What is needed:
Rewrite every one of the records below as a numbered list with one line per number, and leave out any blank lines.

BEGIN Items

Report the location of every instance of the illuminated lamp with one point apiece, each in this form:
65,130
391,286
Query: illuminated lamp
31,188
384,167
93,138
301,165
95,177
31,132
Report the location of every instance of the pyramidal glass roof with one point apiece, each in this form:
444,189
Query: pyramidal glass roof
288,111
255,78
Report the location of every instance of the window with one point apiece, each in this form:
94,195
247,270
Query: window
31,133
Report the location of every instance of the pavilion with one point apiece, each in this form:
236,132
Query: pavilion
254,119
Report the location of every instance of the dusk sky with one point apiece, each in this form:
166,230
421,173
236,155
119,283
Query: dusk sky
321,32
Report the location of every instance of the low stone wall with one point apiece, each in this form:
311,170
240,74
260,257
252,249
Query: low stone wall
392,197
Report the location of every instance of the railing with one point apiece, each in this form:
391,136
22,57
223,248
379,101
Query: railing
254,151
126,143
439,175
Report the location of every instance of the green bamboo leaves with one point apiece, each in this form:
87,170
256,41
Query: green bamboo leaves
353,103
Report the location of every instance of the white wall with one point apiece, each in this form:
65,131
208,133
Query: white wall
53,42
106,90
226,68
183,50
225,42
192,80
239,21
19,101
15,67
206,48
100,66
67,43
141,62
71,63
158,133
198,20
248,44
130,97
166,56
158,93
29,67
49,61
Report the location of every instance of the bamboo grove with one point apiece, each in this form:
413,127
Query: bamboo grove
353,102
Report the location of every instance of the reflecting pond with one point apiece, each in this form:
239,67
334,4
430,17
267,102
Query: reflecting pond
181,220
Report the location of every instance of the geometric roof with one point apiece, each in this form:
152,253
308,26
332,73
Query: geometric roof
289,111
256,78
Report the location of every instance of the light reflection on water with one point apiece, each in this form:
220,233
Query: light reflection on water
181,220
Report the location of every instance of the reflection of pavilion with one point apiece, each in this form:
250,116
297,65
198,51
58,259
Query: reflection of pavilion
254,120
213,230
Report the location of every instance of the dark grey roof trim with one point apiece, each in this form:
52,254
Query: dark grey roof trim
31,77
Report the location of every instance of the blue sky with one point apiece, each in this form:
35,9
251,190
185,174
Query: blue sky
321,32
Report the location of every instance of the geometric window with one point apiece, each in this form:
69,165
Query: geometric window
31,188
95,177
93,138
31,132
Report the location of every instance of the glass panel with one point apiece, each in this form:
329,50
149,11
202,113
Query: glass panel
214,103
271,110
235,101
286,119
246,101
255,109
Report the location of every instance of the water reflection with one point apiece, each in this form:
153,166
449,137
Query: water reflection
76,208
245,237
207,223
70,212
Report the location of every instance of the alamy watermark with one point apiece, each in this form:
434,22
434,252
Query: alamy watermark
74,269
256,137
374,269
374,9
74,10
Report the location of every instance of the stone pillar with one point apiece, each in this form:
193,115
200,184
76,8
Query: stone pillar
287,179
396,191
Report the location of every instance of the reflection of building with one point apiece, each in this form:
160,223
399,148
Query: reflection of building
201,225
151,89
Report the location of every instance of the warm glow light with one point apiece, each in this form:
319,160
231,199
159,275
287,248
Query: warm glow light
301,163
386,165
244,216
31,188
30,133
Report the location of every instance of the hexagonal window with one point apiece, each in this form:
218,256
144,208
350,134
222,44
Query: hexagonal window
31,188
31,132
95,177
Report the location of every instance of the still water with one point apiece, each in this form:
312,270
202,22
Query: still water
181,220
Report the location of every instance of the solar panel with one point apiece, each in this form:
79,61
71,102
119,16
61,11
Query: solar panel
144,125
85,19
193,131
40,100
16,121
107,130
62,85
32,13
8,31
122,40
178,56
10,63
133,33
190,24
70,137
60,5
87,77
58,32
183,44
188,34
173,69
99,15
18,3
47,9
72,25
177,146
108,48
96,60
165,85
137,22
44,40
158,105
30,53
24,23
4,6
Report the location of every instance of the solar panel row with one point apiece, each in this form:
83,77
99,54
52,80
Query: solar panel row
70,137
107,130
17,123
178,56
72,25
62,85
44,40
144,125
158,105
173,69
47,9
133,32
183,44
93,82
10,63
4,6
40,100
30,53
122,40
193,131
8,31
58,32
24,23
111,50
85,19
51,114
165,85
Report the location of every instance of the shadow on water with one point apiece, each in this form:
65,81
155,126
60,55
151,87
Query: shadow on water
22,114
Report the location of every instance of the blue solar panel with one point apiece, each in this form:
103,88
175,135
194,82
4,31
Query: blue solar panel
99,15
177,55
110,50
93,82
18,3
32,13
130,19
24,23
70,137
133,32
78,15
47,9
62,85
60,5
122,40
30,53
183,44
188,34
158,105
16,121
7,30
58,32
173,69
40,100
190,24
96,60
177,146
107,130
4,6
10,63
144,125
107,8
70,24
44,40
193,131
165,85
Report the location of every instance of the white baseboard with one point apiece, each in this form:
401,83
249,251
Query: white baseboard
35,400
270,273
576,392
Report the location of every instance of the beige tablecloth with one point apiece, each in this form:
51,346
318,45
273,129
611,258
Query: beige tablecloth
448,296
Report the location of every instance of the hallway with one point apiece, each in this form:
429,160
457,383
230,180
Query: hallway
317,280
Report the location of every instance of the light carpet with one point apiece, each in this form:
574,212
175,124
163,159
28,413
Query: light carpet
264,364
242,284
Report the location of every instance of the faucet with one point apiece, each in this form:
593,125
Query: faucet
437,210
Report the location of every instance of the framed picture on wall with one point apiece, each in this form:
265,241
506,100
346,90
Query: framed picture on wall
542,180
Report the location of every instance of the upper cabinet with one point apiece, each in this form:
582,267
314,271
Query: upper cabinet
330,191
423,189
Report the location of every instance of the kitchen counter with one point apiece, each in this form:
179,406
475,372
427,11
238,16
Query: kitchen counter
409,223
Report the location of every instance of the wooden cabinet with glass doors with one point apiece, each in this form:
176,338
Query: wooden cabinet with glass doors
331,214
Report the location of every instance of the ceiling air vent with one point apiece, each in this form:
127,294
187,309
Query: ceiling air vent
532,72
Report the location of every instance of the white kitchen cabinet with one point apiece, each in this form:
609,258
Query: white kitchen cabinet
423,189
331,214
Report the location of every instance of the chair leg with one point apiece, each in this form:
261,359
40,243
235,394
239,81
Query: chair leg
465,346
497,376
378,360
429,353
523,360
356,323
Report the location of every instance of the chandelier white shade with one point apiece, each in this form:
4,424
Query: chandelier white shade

END Items

Written solution:
1. Report the location of every instance of the illuminated lamp with one point apiece, each in this form:
2. 65,130
3. 391,286
4. Query: illuminated lamp
5. 31,188
6. 384,167
7. 93,138
8. 301,165
9. 95,177
10. 31,132
11. Report the location of every instance of the pyramidal glass roof with one point apiece, each in this form:
12. 444,189
13. Query: pyramidal glass roof
14. 288,111
15. 255,78
16. Report the location of every instance of the window with one point apiece, each in this form:
17. 94,195
18. 247,270
19. Query: window
20. 31,133
21. Report the location of every instance of the pavilion with one point apiece, each in this form:
22. 236,132
23. Query: pavilion
24. 254,119
25. Report the location of every instance of the dusk sky with one point apiece, each in this form:
26. 166,230
27. 421,173
28. 236,155
29. 119,283
30. Query: dusk sky
31. 321,32
32. Report the location of every instance of the low stone wall with one point apiece, each in this form:
33. 311,170
34. 240,74
35. 260,257
36. 252,249
37. Query: low stone wall
38. 392,197
39. Report the location of every instance of the railing with one point apiece, each in this form:
40. 391,136
41. 22,57
42. 223,248
43. 379,101
44. Query: railing
45. 254,151
46. 126,143
47. 439,175
48. Report the location of every instance of the green bamboo leaves with one point apiece, each in this form:
49. 87,170
50. 256,41
51. Query: green bamboo leaves
52. 353,103
53. Report the location of every instance of the white wall with one point apiece, each in this form:
54. 65,131
55. 208,133
56. Query: white wall
57. 53,42
58. 106,90
59. 226,68
60. 183,50
61. 225,42
62. 192,80
63. 239,21
64. 19,101
65. 15,67
66. 206,48
67. 100,66
68. 67,43
69. 141,62
70. 71,63
71. 158,133
72. 198,20
73. 248,44
74. 130,97
75. 166,56
76. 158,93
77. 29,67
78. 49,61
79. Report the location of every instance of the bamboo grove with one point apiece, each in this form:
80. 413,127
81. Query: bamboo grove
82. 353,102
83. Report the location of every instance of the reflecting pond with one point apiece, each in this form:
84. 239,67
85. 334,4
86. 430,17
87. 267,102
88. Query: reflecting pond
89. 181,220
90. Report the location of every instance of the geometric roof with one point apiece, each in this form:
91. 152,253
92. 308,26
93. 332,73
94. Query: geometric roof
95. 289,111
96. 256,78
97. Report the location of every instance of the light reflection on water with one point apiece, each in this form:
98. 220,233
99. Query: light reflection on water
100. 181,220
101. Report the location of every instance of the reflection of pavilion with one point apiece, each in this form:
102. 250,116
103. 297,65
104. 198,51
105. 58,259
106. Query: reflection of pavilion
107. 254,120
108. 213,230
109. Report the location of every instance of the dark grey roof trim with one point apiece, each in this form:
110. 52,254
111. Query: dark grey roof trim
112. 31,77
113. Report the location of every instance of the blue sky with one point apiece, each in this form:
114. 35,9
115. 251,190
116. 185,174
117. Query: blue sky
118. 321,32
119. Report the location of every instance of the geometric window with one point apiece, each in this form:
120. 69,165
121. Query: geometric window
122. 31,188
123. 95,177
124. 93,138
125. 31,132
126. Report the location of every instance of the glass panel with one point apiece, each in this form:
127. 329,50
128. 149,11
129. 202,113
130. Query: glass panel
131. 214,103
132. 271,110
133. 235,101
134. 286,119
135. 246,101
136. 255,109
137. Report the location of every instance of the water reflection with one point apiece, each in this form:
138. 153,166
139. 449,137
140. Query: water reflection
141. 76,208
142. 245,237
143. 207,223
144. 70,212
145. Report the location of every instance of the alamy watermark with one point apiece, each in this form:
146. 434,22
147. 434,252
148. Query: alamy watermark
149. 74,269
150. 256,137
151. 374,269
152. 374,9
153. 74,10
154. Report the location of every instance of the stone pillar with one point apiece, each in this form:
155. 193,115
156. 200,184
157. 76,8
158. Query: stone pillar
159. 287,179
160. 396,191
161. Report the location of every instance of the reflection of building with one point apiece, each in this form:
162. 160,223
163. 399,148
164. Query: reflection of building
165. 201,225
166. 151,89
167. Report the location of every instance of the warm glow light with one point apiece, each in this form:
168. 319,160
169. 231,199
170. 159,275
171. 287,248
172. Query: warm glow light
173. 301,163
174. 386,165
175. 244,216
176. 31,188
177. 30,133
178. Report the location of every instance of the hexagonal window with one point apiece, each in this form:
179. 218,256
180. 144,208
181. 350,134
182. 222,44
183. Query: hexagonal window
184. 31,188
185. 31,132
186. 95,177
187. Report the location of every instance of the still water with one point apiece, each in this form:
188. 312,270
189. 202,22
190. Query: still water
191. 181,220
192. Report the location of every instance of the solar panel with one point apiece, each in this form:
193. 79,61
194. 71,102
195. 119,16
196. 61,11
197. Query: solar panel
198. 144,125
199. 85,19
200. 193,131
201. 40,100
202. 16,121
203. 107,130
204. 62,85
205. 32,13
206. 8,31
207. 122,40
208. 178,56
209. 10,63
210. 133,33
211. 190,24
212. 70,137
213. 60,5
214. 87,77
215. 58,32
216. 183,44
217. 188,34
218. 173,69
219. 99,15
220. 18,3
221. 47,9
222. 72,25
223. 177,146
224. 108,48
225. 96,60
226. 165,85
227. 137,22
228. 44,40
229. 158,105
230. 30,53
231. 24,23
232. 4,6
233. Report the location of every instance of the solar panel row with one point apiece, each in this form:
234. 83,77
235. 99,54
236. 52,80
237. Query: solar panel row
238. 70,137
239. 107,130
240. 17,123
241. 178,56
242. 72,25
243. 62,85
244. 44,40
245. 144,125
246. 158,105
247. 173,69
248. 47,9
249. 133,32
250. 183,44
251. 93,82
252. 10,63
253. 4,6
254. 40,100
255. 30,53
256. 122,40
257. 193,131
258. 8,31
259. 58,32
260. 24,23
261. 111,50
262. 85,19
263. 51,114
264. 165,85
265. Report the location of every instance of the shadow on water with one point apiece, each in this form:
266. 65,81
267. 155,126
268. 60,55
269. 151,87
270. Query: shadow on water
271. 22,114
272. Report the location of every instance of the blue solar panel with one point apiece, each in this form:
273. 103,88
274. 175,135
275. 194,82
276. 4,31
277. Query: blue solar panel
278. 99,15
279. 177,55
280. 110,50
281. 93,82
282. 18,3
283. 32,13
284. 130,19
285. 24,23
286. 70,137
287. 133,32
288. 78,15
289. 47,9
290. 62,85
291. 60,5
292. 122,40
293. 30,53
294. 183,44
295. 188,34
296. 158,105
297. 16,121
298. 7,30
299. 58,32
300. 173,69
301. 40,100
302. 190,24
303. 96,60
304. 177,146
305. 107,130
306. 4,6
307. 10,63
308. 144,125
309. 107,8
310. 70,24
311. 44,40
312. 193,131
313. 165,85
314. Report the location of every instance of the white baseboard with one point apiece, each in this form:
315. 401,83
316. 249,251
317. Query: white baseboard
318. 35,400
319. 270,273
320. 576,392
321. Report the location of every instance of the beige tablecloth with one point apiece, each in this form:
322. 51,346
323. 318,45
324. 273,129
325. 611,258
326. Query: beige tablecloth
327. 448,296
328. Report the location of every instance of the hallway with one point apiece, each in this form:
329. 429,160
330. 457,383
331. 230,180
332. Query: hallway
333. 317,280
334. Report the location of every instance of the light carpet with one point apiece, each in this form:
335. 574,212
336. 175,124
337. 163,159
338. 28,413
339. Query: light carpet
340. 264,364
341. 242,284
342. Report the location of every instance of the faucet with one point apiece, each in this form:
343. 593,125
344. Query: faucet
345. 437,210
346. Report the location of every instance of the framed picture on wall with one point apiece, each in this form:
347. 265,241
348. 506,100
349. 346,90
350. Query: framed picture on wall
351. 542,180
352. Report the location of every instance of the upper cabinet with one point apiece, each in this form:
353. 582,267
354. 314,271
355. Query: upper cabinet
356. 330,191
357. 423,189
358. Report the location of every instance of the kitchen counter with one point apiece, each in this form:
359. 179,406
360. 475,372
361. 427,11
362. 238,16
363. Query: kitchen counter
364. 409,223
365. Report the location of every instance of the wooden cabinet with glass doors with one point apiece, each in this form:
366. 176,338
367. Query: wooden cabinet with glass doors
368. 331,214
369. Report the location of every instance of the ceiling air vent with one point apiece, each in this form:
370. 127,294
371. 187,309
372. Query: ceiling air vent
373. 532,72
374. Report the location of every instance of the white kitchen cabinet with one point apiece, each in this form:
375. 609,258
376. Query: white kitchen cabinet
377. 423,189
378. 331,214
379. Report the location of every instance of the chair leg with one point apiece, each in this form:
380. 261,359
381. 40,243
382. 235,394
383. 239,81
384. Query: chair leg
385. 465,346
386. 497,376
387. 378,360
388. 429,353
389. 523,360
390. 356,323
391. Report the location of every instance of the chandelier white shade with one point apiece, each in this form:
392. 4,424
393. Query: chandelier white shade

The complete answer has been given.